■ Document passage ■
However, after a while it was clear that in some cases the group model was holding the businesses back and now the foundation works with individual entrepreneurs, adding specific sector training and insurance products designed to meet the needs of women. Roshaneh is now developing pensions products for women after realising a gap in the market.

In general, she says, a lot of times microfinance practitioners tend to be paternalistic and the concepts are developed by men for women.

“And even sometimes we as women leaders tend to have the same thinking processes and we tend to think we know better than the women, we adopt a cookie-cutter approach because scale matters to us, but it’s very important to take stock, to listen to the entrepreneurs and mark their journeys, listen to their narratives.”

This approach, she says, is at the heart of Kashf, and while the organisation cannot tailor products to meet the exact needs of every female entrepreneur, it strives to provide viable options and plans for borrowers.

“We assume women businesses are more risky, but let me tell you post COVID we had the best portfolio because women paid us back, despite the challenges they faced so it’s more about perception rather than evidence as Hany said,” says Roshaneh.

From an investor perspective Hany says he thinks about inclusive investment in women in two ways. First, investment teams must include women because of the productivity benefit.

Secondly, women are thought to account for 70 per cent of purchases. If investment portfolios do not include women-led businesses, then you are missing an opportunity to back the people who know consumers best.

Yet, Lynsay counters, gender-lens investing is still viewed as a niche. What, she asks Hany and Roshaneh, can be done to make it mainstream? First, Hany says, the people working at investor level need to be more diverse- we need to include women as financial decision makers. Second, the fund managers also need to be changed for better gender parity.

“I tell the investors, ask the question ‘why are there no women in your fund management team?’ If you get all investors to start asking those questions that is going to be a major change in how we do business, because there has to be an answer.”

For Roshaneh, the answer is in the results of investing in women which speak for themselves. Despite women’s businesses being more affected by COVID as they were more likely to be impacted by lockdowns such as beauty salons and schools, they performed better. But she adds, more needs to be done to document the impact investing in women and women’s participation in businesses has on results.

■ Exercise set ■
A. In the passage on microfinance and investment in women, what kind of product is Roshaneh now developing for women?
B. Write the next part of the passage on microfinance and investment in women, starting after its final sentence.
The items that follow have no connection to the passage on microfinance and investment in women.

■ Dataset entries ■
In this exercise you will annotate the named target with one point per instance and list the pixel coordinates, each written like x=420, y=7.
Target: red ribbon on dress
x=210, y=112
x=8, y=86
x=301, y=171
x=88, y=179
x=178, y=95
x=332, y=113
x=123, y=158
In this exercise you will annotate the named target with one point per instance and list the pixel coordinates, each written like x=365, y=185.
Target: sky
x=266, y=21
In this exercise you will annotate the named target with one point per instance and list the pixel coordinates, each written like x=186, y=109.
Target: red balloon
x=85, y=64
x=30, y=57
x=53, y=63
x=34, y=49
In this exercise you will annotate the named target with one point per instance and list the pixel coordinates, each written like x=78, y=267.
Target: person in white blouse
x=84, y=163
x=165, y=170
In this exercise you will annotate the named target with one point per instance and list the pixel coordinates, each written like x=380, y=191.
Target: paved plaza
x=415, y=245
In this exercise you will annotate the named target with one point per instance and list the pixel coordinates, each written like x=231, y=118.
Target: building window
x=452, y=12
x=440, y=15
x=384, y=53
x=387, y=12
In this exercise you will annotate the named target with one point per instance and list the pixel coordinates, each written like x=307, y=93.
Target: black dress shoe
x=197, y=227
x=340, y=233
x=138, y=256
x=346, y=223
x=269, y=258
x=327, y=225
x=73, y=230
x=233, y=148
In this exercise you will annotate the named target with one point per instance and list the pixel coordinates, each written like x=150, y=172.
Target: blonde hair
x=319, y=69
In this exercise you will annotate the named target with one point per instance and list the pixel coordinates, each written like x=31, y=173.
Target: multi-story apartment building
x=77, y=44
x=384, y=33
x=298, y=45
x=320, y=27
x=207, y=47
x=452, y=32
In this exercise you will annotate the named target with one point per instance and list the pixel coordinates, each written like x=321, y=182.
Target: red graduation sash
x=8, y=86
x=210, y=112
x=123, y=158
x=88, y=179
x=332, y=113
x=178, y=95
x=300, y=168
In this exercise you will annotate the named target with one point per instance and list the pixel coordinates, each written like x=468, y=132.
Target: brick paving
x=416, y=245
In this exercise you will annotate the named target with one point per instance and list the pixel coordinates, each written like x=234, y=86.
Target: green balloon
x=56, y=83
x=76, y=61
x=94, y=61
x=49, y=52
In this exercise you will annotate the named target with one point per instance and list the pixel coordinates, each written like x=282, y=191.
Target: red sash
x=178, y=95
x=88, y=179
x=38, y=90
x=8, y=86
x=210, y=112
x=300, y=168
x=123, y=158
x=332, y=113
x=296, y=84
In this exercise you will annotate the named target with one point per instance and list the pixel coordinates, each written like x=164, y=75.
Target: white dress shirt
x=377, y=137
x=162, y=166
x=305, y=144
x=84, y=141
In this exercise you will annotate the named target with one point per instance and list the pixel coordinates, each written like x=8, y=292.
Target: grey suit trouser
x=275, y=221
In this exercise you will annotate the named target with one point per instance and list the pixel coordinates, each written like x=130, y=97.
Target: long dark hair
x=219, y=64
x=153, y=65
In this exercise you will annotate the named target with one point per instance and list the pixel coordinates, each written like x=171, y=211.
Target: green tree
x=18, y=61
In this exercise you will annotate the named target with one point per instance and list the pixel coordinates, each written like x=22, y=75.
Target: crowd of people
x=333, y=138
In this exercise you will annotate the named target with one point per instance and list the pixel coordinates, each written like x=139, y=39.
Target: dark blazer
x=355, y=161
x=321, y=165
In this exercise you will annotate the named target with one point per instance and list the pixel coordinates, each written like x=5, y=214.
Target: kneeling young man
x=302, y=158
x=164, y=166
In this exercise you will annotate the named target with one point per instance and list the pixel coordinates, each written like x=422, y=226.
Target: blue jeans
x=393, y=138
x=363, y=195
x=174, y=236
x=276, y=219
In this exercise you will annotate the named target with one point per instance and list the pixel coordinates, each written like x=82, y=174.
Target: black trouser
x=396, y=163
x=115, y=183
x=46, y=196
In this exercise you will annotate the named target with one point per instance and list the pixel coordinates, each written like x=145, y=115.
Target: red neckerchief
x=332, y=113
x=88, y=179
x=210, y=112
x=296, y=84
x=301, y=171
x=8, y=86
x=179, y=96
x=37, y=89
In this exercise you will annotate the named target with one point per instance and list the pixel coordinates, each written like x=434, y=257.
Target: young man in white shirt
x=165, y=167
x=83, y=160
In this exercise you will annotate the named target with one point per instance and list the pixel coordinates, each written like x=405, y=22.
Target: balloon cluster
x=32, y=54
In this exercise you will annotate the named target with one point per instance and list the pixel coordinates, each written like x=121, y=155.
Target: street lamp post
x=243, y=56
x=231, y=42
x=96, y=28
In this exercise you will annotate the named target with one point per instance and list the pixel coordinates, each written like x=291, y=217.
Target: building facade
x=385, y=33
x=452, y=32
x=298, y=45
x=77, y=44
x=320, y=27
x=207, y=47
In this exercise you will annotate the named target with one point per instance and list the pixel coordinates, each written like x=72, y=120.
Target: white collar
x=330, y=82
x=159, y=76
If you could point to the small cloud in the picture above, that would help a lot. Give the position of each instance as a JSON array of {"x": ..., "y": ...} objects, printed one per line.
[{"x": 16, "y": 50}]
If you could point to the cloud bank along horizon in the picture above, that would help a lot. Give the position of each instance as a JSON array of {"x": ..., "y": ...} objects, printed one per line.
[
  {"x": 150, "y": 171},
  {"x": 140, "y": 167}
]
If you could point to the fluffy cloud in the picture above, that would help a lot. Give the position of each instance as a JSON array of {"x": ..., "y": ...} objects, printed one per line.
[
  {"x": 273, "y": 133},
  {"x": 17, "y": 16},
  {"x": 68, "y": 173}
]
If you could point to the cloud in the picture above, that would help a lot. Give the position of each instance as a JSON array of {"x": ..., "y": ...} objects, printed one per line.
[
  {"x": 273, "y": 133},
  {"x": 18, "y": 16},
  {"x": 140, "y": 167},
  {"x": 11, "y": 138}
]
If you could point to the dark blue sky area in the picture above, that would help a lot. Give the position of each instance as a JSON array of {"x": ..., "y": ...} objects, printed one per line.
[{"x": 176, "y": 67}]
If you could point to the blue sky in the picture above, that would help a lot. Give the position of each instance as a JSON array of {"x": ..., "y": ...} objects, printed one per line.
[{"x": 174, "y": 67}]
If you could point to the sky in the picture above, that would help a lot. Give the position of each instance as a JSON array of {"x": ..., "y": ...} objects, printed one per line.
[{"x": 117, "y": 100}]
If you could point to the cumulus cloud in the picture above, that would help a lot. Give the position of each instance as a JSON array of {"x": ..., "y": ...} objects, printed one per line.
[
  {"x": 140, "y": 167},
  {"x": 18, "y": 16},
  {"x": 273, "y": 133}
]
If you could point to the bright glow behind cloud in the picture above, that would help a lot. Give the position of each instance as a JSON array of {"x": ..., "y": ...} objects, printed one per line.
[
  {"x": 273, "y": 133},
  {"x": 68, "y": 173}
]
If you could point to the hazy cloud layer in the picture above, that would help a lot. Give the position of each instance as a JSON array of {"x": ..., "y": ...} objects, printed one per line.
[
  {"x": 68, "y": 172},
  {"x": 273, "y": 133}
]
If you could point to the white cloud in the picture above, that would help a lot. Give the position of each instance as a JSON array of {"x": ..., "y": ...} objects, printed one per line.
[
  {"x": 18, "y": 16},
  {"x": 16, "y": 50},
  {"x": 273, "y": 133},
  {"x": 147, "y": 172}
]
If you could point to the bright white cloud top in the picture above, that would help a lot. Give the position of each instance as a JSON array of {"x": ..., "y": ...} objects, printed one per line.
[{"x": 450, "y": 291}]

■ Responses per task ■
A. Pensions products.

B.
What’s more, Hany adds, more needs to be done to recognise that women present themselves differently to men and adapt hiring practices and investing practices to reflect this.

“Women are a lot more careful,” he says. “I get CVs and you know the men are overselling themselves and the women are underselling themselves, so you have to adjust for that and say let’s look at the fundamentals. Women have a lot to contribute so it’s how you show that and sell that, that becomes important.”

Roshaneh thinks one approach could be ‘incubators’ “where you could incubate those businesses, help women write the right business plan and coach them to be able to present their case better.”

In addition, she says, Kash Foundation uses a gender lens every time they design a product. “There is an obvious businesses case and invest ability to doing it that way.”

Ending the discussion Roshaneh called on impact investors and development finance institutions, such as BII, to do two things. First, to invest in more innovation from a gender lens perspective to develop more products that cater to the needs of female entrepreneurs.

And secondly “change the way we assess women-led businesses. It’s not just about goals and key performance indicators, it’s also about the social and transformational impact these businesses will have… it’s a question of correcting the imbalance and it’s a question of utilising the opportunity that women represent.”